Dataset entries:
--- START ---

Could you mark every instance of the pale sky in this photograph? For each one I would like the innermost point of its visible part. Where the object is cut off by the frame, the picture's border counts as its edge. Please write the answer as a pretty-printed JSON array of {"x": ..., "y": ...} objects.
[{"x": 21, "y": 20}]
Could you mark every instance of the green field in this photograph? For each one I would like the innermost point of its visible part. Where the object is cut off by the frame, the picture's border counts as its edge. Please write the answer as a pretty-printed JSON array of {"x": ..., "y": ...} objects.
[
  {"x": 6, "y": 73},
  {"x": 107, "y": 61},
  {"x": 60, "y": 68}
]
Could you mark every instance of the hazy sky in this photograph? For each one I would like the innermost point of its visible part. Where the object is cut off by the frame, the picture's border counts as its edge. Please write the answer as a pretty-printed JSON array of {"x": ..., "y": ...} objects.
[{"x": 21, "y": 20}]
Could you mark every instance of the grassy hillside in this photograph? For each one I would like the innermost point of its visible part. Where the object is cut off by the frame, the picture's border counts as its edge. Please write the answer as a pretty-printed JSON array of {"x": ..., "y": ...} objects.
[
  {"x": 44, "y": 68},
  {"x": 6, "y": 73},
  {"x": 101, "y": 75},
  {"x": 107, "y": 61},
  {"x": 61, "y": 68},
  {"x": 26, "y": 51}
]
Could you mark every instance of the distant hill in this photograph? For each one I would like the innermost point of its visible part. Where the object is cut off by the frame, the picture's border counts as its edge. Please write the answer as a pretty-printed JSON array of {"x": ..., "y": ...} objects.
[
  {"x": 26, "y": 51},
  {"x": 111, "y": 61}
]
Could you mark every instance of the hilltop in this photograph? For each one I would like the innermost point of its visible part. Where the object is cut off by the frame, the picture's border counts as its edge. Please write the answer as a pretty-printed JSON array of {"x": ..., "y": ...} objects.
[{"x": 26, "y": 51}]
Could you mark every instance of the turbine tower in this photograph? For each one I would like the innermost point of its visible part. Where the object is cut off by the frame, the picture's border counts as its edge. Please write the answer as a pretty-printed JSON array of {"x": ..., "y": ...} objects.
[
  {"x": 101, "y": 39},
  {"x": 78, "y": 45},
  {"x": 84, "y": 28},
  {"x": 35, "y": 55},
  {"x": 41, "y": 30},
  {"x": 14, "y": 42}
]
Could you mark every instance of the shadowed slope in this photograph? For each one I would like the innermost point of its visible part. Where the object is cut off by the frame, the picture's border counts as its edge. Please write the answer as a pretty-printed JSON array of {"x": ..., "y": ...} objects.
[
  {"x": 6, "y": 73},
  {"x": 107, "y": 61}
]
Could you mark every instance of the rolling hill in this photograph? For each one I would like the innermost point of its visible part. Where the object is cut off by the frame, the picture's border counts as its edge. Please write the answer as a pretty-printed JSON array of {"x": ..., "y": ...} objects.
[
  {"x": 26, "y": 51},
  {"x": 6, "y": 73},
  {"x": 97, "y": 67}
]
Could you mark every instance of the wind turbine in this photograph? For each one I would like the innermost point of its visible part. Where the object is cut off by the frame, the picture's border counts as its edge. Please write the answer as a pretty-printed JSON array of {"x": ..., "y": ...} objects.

--- END ---

Problem: Write out the data once more, word for word.

Result of the task:
Could you mark every instance of the pale sky in this photograph? For each one I would like the innermost point of its visible part. Where the object is cut off by the frame, the picture's border counts as its edge. Please write the answer as a pretty-printed JSON array of {"x": ..., "y": ...} objects.
[{"x": 21, "y": 20}]
Could you mark every instance of the green field in this photograph? For each one I would like the innermost point of its visible part. Where the object is cut off by the frame, the picture's border counts as its edge. Please write the answer as a pretty-printed JSON array of {"x": ..., "y": ...} objects.
[
  {"x": 6, "y": 73},
  {"x": 107, "y": 61},
  {"x": 60, "y": 68}
]
Could you mark every instance of the hazy sky in this photograph? For each one I would like the innermost point of its visible part. Where the object is cut off by the frame, the picture's border counts as its edge. Please write the answer as a pretty-printed JSON array of {"x": ..., "y": ...} objects.
[{"x": 21, "y": 20}]
Could you mark every instance of the grassy hillside in this photograph? For each one I would like the innermost point of its visible part. Where the object is cut off by the frame, the picture's border counts as its edge. Please write the answer as a pretty-printed JSON array of {"x": ..., "y": ...} objects.
[
  {"x": 44, "y": 68},
  {"x": 6, "y": 73},
  {"x": 101, "y": 75},
  {"x": 107, "y": 61},
  {"x": 61, "y": 68},
  {"x": 26, "y": 51}
]
Could you mark every instance of the distant hill in this photograph? For each one I would like the innermost point of its visible part. Where the object is cut off by the frame, the picture's border counts as its edge. Please write the answer as a pretty-printed JSON array of {"x": ..., "y": ...} objects.
[
  {"x": 26, "y": 51},
  {"x": 111, "y": 61}
]
Could you mark every instance of the hilltop in this photograph? For each one I would like the innermost point of its visible part. Where the object is cut off by the frame, the picture's border counts as its edge. Please write the answer as a pretty-printed JSON array of {"x": ..., "y": ...} objects.
[{"x": 26, "y": 51}]
Could you mark every instance of the turbine tower in this photograph? For each one I would like the innermost point of its visible part. Where the object is cut off by the frame, the picture's border counts as its edge. Please write the answer as a pretty-printed JSON array of {"x": ..., "y": ...} objects.
[
  {"x": 101, "y": 39},
  {"x": 78, "y": 45},
  {"x": 84, "y": 28},
  {"x": 35, "y": 55},
  {"x": 41, "y": 30},
  {"x": 14, "y": 42}
]
Could you mark every instance of the shadowed slope in this photograph? For each one I would like the innermost point of its visible part. Where the object is cut off by the frame, the picture's border counts as its edge. Please write the answer as a pretty-printed JSON array of {"x": ..., "y": ...} objects.
[
  {"x": 6, "y": 73},
  {"x": 107, "y": 61}
]
Could you mark every instance of the rolling hill in this photograph? For each one I would like the innermost point of its visible part. Where the object is cut off by the frame, the picture's border counts as its edge. Please write the answer as a pretty-printed JSON array of {"x": ..., "y": ...} objects.
[
  {"x": 26, "y": 51},
  {"x": 6, "y": 73},
  {"x": 97, "y": 67}
]
Could you mark every instance of the wind turbine in this photograph? For each one I would like the innermost point of its visible part. Where the object is cut off by the frame, the picture's border counts as its edge. Please write the answer as a pretty-printed JSON array of {"x": ..., "y": ...} objects.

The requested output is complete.